▶ [EXCERPT]:
_ _ _
La0.5Sr0.5Fe0.9Mo0.1O3-δ-CeO2 anode catalyst for Co-Producing electricity and ethylene from ethane in proton-conducting solid oxide fuel cells

A La_0.5Sr_0.5Fe_0.9Mo_0.1O_3-δ-CeO₂ (LSFM-CeO₂) composite was prepared by impregnating CeO₂ into porous La_0.5Sr_0.5Fe_0.9Mo_0.1O_3-δ perovskite and was used as an anode material for proton-conducting solid oxide fuel cells (SOFCs). The maximum power densities of the BaZr_0.1Ce_0.7Y_0.2O_3-δ (BZCY) electrolyte-supported single cell with LSFM-CeO₂ as the anode reached 291 mW cm^?2 and 190 mW cm^?2 in hydrogen and ethane fuel at 750 °C, respectively, which are significantly higher than those of a single cell with only LSFM as the anode. Additionally, the ethylene selectivity and ethylene yield from ethane for the fuel cell at 750 °C were as high as 93.4% and 37.1%, respectively. The single cell also showed negligible degradation in performance and no carbon deposition during continuous operation for 22 h under an ethane fuel atmosphere. The improved electrochemical performance due to the impregnation of CeO₂ can be a result of enhanced electronic and ionic conductivity, abundant active sites, and a broad three-phase interface in the resultant composite anode. The LSFM-CeO₂ composite is believed to be a promising anode material for proton-conducting SOFCs for co-producing electricity and high-value chemicals from hydrocarbon fuels.
_ _ _
▶ [PROMPT]: In the abstract on the LSFM-CeO₂ anode, what ethylene selectivity from ethane did the fuel cell reach at 750 °C?

▶ [RECORD SET]:
_ _ _
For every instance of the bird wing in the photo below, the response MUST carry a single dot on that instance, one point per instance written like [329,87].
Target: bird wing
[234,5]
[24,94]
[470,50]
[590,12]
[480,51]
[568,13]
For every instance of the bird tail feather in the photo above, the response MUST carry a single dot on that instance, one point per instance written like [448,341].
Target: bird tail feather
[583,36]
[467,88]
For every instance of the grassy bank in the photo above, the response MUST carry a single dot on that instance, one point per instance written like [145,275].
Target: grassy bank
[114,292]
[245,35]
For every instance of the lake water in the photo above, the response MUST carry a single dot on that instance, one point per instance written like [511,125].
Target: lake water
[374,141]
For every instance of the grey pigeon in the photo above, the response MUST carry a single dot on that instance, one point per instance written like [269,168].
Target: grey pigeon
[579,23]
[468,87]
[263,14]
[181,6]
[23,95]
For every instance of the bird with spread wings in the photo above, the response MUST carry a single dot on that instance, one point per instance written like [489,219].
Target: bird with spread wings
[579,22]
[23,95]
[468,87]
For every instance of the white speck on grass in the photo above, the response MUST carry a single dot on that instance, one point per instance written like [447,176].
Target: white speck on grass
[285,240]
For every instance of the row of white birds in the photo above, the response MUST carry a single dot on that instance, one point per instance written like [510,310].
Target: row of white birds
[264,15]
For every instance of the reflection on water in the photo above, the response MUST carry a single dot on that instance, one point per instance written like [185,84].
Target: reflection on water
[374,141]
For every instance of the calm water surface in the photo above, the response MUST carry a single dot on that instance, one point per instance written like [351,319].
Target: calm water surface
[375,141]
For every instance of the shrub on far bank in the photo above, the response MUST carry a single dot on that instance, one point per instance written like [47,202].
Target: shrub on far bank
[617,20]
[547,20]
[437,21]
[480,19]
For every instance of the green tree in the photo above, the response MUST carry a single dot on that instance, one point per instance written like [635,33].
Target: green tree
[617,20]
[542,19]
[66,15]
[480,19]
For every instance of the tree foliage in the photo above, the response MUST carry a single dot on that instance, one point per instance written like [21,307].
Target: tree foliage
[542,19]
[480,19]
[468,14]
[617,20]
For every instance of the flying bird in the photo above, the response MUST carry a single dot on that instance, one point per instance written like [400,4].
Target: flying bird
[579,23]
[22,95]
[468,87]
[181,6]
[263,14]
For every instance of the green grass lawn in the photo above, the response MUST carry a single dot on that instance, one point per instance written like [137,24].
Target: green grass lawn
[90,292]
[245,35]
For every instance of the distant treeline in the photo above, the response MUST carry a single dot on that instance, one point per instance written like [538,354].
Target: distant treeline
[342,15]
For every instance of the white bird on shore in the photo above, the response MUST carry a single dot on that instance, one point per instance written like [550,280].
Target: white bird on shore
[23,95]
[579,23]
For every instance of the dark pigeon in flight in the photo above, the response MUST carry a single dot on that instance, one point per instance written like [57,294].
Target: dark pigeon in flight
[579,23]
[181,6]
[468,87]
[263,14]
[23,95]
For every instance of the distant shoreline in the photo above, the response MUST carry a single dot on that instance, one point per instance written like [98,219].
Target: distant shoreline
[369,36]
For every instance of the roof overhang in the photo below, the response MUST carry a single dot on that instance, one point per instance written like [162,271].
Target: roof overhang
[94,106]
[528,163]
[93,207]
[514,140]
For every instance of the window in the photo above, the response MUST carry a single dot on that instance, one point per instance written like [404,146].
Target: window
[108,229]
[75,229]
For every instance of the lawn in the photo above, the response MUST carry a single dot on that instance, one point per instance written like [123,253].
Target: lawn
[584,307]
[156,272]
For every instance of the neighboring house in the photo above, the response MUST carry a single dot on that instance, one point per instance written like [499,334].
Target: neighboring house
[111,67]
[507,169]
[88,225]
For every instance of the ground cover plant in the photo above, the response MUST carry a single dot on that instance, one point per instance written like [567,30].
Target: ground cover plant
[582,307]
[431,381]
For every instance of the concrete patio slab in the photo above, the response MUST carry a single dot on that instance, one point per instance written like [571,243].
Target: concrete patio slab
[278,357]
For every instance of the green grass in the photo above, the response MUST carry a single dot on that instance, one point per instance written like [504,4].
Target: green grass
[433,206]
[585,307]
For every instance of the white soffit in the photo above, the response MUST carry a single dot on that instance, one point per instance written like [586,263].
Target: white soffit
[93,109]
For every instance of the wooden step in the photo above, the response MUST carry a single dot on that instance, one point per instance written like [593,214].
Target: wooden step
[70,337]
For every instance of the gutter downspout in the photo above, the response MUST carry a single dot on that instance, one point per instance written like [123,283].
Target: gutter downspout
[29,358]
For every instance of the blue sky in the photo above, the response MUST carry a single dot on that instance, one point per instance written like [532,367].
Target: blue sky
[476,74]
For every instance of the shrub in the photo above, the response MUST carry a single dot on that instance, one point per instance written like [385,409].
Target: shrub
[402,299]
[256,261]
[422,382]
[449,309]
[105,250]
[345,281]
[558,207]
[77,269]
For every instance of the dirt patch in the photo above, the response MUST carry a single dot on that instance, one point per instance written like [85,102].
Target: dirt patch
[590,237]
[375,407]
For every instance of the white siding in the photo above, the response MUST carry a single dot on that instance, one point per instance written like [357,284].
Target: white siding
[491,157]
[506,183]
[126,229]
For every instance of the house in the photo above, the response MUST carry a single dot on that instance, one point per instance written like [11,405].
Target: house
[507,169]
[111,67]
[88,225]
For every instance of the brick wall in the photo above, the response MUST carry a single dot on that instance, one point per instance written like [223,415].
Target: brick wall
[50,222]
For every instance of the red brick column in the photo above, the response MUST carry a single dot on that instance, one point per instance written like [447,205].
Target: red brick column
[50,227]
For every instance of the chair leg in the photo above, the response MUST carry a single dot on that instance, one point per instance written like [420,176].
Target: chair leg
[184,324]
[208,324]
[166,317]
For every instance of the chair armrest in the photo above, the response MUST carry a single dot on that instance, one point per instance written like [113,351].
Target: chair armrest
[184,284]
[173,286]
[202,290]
_ _ _
▶ [RESULT OF THIS EXERCISE]: 93.4%